= What is expected =
Rename "hardwood floor" to "oak parquet floor" in the stretch from the line containing "Is there any hardwood" through the end of the data, and write out that stretch with nothing else altered.

BEGIN Record excerpts

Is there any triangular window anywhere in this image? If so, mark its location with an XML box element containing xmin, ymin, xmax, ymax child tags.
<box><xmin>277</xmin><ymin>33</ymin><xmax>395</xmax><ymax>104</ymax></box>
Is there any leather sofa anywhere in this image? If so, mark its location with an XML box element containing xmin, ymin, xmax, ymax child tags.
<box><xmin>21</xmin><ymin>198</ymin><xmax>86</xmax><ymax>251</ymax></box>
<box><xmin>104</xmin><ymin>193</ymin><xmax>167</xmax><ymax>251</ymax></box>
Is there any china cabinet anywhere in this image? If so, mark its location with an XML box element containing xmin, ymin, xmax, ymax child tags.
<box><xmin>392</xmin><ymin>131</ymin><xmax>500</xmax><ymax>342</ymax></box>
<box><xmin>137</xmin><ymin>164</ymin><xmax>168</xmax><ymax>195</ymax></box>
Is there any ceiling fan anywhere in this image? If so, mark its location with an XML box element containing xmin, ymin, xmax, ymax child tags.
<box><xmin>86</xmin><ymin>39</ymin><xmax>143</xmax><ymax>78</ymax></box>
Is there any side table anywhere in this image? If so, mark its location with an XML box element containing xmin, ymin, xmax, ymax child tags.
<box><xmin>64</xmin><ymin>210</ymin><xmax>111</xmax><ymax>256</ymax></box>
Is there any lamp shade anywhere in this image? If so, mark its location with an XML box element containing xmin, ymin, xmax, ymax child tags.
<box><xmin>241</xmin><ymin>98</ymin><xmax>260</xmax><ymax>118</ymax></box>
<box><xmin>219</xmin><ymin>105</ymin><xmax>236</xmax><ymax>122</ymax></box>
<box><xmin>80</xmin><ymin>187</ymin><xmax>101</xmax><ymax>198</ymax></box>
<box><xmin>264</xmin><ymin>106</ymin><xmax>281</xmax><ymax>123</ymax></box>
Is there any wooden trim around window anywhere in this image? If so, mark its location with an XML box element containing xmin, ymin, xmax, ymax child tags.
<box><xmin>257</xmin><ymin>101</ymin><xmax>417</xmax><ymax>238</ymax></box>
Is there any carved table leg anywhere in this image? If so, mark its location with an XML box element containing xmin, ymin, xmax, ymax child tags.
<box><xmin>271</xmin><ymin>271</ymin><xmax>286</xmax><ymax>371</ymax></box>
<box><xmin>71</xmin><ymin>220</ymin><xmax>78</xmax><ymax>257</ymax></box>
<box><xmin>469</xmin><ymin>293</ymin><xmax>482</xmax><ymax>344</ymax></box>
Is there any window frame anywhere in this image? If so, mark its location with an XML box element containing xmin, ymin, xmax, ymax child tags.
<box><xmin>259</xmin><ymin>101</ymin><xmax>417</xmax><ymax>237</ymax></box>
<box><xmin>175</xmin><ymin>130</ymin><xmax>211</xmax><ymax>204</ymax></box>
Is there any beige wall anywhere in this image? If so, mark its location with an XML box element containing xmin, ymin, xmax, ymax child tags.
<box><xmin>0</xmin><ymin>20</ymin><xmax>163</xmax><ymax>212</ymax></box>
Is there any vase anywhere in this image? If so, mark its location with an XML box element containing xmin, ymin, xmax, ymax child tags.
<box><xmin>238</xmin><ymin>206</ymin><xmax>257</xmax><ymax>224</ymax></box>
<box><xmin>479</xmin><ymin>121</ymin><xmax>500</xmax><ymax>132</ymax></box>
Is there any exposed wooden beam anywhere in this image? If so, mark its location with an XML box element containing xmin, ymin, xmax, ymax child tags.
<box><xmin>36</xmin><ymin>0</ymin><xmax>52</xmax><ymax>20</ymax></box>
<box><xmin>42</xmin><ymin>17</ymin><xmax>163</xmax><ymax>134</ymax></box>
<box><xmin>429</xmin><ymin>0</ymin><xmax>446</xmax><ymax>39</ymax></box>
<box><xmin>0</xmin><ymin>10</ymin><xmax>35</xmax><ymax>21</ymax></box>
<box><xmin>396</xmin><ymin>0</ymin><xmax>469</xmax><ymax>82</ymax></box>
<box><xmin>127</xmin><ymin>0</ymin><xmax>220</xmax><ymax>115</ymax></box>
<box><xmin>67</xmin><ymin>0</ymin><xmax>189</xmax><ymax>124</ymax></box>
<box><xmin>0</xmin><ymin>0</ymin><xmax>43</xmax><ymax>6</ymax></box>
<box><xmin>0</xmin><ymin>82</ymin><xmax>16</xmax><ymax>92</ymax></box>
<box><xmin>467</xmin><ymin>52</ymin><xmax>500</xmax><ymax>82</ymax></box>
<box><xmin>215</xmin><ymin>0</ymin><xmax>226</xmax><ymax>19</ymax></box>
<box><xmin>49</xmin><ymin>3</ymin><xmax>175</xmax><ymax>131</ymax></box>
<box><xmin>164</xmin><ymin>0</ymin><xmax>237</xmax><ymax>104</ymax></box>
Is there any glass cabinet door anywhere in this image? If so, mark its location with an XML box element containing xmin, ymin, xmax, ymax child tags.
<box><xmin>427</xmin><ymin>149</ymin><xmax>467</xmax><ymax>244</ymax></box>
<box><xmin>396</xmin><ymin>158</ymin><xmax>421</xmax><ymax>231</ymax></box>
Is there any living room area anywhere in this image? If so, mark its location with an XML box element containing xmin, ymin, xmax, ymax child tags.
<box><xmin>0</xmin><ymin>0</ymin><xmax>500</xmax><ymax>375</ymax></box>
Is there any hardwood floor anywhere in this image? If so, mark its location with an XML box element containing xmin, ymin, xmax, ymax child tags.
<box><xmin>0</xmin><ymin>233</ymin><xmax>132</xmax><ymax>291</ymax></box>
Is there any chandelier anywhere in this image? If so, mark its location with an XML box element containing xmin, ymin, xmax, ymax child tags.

END Record excerpts

= Answer to the task =
Is there any oak parquet floor anywhere in this image? If so, mark its location with an XML box element containing xmin, ymin, xmax, ymax child tags.
<box><xmin>0</xmin><ymin>233</ymin><xmax>132</xmax><ymax>291</ymax></box>
Is there any chandelier anywhere in this image? If so, mark its location with an XML box element containing xmin, ymin, xmax, ymax child tags.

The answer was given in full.